Swap each "located" for "found" throughout the records below and keep the rest as it is.

═══ PROVIDED INFORMATION ═══

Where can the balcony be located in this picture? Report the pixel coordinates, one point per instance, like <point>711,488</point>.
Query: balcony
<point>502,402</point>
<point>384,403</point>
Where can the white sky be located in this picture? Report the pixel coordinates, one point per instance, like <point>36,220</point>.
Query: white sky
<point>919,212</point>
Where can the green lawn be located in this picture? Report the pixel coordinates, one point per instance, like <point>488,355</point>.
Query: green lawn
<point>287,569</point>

═══

ANSWER FOR THE TASK:
Where can the balcony be found in this picture? Report the pixel coordinates, one point per instance, like <point>711,488</point>.
Query: balcony
<point>502,402</point>
<point>384,403</point>
Where can the white sky be found in this picture? Report the pixel coordinates, one point per instance, like <point>36,220</point>.
Query: white sky
<point>919,212</point>
Where can the green lawn be found in this picture? Report the pixel coordinates, one point per instance, like <point>488,355</point>.
Query: green lawn
<point>287,569</point>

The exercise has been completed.